[start Selected text]

(and this mother is taking it back!)
The whole town is there, young and old, the children climbing onto the stage and playing the piano and dancing around the Christmas tree.
Santa arrives at seven o’clock in his red suit and his white beard and long black boots. He’s jolly and he sits in his chair, the kids all lined up.
I’m holding Kasher and Aiden’s got his hand in mine, and Joey and Jin are up ahead. Aiden keeps asking if he’ll get a present. I tell him Santa will give him a bag of candy.
Aiden starts to whimper when we get to the front of the line because he’s scared of Santa, and Kasher and Jin they’re kicking and screaming as we place them on Santa’s lap promising treats if they smile for the camera.
And in the van on the way home, the boys tucked in the back, my stomach is sick. Why is it so important to us that they sit on Santa’s lap? We’re bribing them, saying they’ll get candy if they sit on this nice stranger, when normally we tell them not to take candy from strangers? Something about this isn’t right.
My sons know Santa isn’t real because I’ve told them very bluntly. And what I should have said was that Saint Nicholas WAS real – that he in fact, loved Jesusand that was why he gave gifts away and inadvertently started the tradition of Santa Claus.
But I didn’t. I just told them Santa was pretend and Jesus was real because inasmuch as I love the festivity – inasmuch as I love the idea of Santa and his sleigh and his reindeer, and the blessing of children with gifts – I’m a little bit angry at how Santa has stolen the heart of Christmas.

[end Selected text]
[start Supplied material]

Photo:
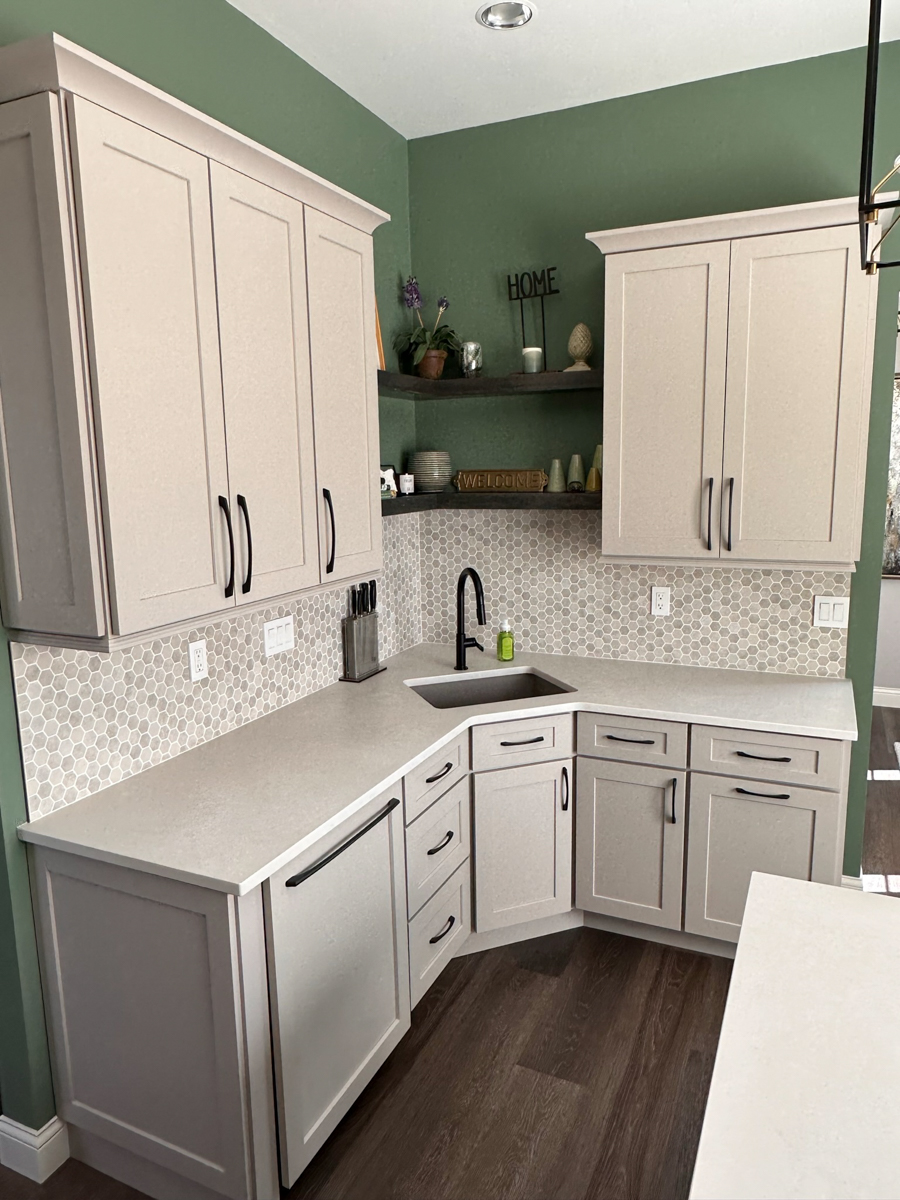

[end Supplied material]

#### Task A:
Retype the Santa essay, everything from "My sons know" down to "heart of Christmas.".
#### Task B:
Write what comes next in the Santa essay, picking up after its final sentence.
The data has no connection to the essay about Santa.

#### Final answer A:
My sons know Santa isn’t real because I’ve told them very bluntly. And what I should have said was that Saint Nicholas WAS real – that he in fact, loved Jesusand that was why he gave gifts away and inadvertently started the tradition of Santa Claus.
But I didn’t. I just told them Santa was pretend and Jesus was real because inasmuch as I love the festivity – inasmuch as I love the idea of Santa and his sleigh and his reindeer, and the blessing of children with gifts – I’m a little bit angry at how Santa has stolen the heart of Christmas.

#### Final answer B:
I envy the magic of it all, truly. I always wished growing up my parents would have let me believe he was real and here I am bursting my kids’ bubbles. But the thing is: Jesus Christ, the son of God, gets just two days a year.One day in which the whole world celebrates his birth, and one day in which we celebrate the end of his life on earth.
Christmas is God’s birthday, and I know it didn’t happen on the 25th of December but for one day, much of the world pauses to gather together and celebrate. To remember the Christ-child, the Messiah in the manger. As Ann Voskamp puts it, the micro and macro miracle.
“I want to be different,” I tell Trent that night, after we’ve tucked our boys all sticky from candy canes and oranges, “even if it means being unpopular. Because we’ve got one life in which to raise our kids.”
I want Jesus to be the one holding my sons at Christmas. I want his to be the face they anticipate Christmas morning, I want the nativity to be cherished and the Christ-child adored, because Saint Nicholas would have wanted it this way. He gave, because Christ first gave to us.
Let’s take back Christmas.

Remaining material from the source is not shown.